TASK BRIEF ::
Find the line with "Could you point out the scarf" in the listing below. Write it out exactly, along with every later line up to the final one.

DATA RECORDS START

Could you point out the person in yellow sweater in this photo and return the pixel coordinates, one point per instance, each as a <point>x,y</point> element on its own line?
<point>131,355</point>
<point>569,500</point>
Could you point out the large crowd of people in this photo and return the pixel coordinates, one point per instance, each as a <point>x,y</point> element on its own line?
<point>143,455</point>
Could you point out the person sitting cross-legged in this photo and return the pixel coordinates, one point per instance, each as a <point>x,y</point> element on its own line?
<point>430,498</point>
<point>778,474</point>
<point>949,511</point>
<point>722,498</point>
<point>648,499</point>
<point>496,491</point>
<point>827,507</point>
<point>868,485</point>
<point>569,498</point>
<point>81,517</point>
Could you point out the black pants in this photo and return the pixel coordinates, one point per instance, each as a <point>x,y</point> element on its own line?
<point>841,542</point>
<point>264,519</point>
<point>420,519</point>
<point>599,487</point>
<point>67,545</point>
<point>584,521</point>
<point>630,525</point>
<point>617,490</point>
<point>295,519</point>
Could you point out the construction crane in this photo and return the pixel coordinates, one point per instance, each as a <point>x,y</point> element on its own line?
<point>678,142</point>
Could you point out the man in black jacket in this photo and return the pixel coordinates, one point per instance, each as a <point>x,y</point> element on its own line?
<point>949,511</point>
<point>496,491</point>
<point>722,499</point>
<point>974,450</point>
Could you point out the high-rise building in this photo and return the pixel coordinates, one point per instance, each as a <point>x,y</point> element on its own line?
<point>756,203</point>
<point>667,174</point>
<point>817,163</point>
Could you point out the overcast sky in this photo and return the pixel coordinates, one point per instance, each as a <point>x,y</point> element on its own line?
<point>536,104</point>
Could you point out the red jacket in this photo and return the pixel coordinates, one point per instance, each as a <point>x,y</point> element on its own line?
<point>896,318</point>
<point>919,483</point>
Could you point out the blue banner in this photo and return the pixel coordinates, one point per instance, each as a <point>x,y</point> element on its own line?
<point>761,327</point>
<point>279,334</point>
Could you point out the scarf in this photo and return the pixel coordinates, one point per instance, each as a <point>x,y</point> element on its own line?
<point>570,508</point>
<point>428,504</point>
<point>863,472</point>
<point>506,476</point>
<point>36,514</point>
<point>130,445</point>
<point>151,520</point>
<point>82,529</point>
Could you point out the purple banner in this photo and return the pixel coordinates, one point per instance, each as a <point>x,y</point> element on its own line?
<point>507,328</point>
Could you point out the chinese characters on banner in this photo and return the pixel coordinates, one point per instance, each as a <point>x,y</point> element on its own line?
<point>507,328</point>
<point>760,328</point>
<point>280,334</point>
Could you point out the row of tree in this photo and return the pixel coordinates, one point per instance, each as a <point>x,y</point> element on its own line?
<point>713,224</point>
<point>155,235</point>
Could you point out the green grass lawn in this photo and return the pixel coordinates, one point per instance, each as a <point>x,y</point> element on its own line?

DATA RECORDS END

WRITTEN SOLUTION ::
Could you point out the scarf in this photo and return the pixel coordinates, one point per instance, each as a <point>x,y</point> element on its own line?
<point>570,508</point>
<point>428,504</point>
<point>863,472</point>
<point>506,476</point>
<point>36,514</point>
<point>130,445</point>
<point>151,520</point>
<point>82,529</point>
Could you point out the purple banner in this photo and return the pixel coordinates, one point per instance, each as a <point>x,y</point> element on its own line?
<point>507,328</point>
Could you point out the chinese characters on banner in this photo and return the pixel coordinates, one point per instance, each as a <point>x,y</point> element on its own line?
<point>507,328</point>
<point>760,328</point>
<point>280,334</point>
Could you point out the row of tree in this photo and return the pixel coordinates, one point per instance, each as a <point>x,y</point> element on its own line?
<point>713,224</point>
<point>155,235</point>
Could you point out the green grass lawn in this photo and return the pixel coordinates, one point per instance, each as a <point>x,y</point> element on its own line?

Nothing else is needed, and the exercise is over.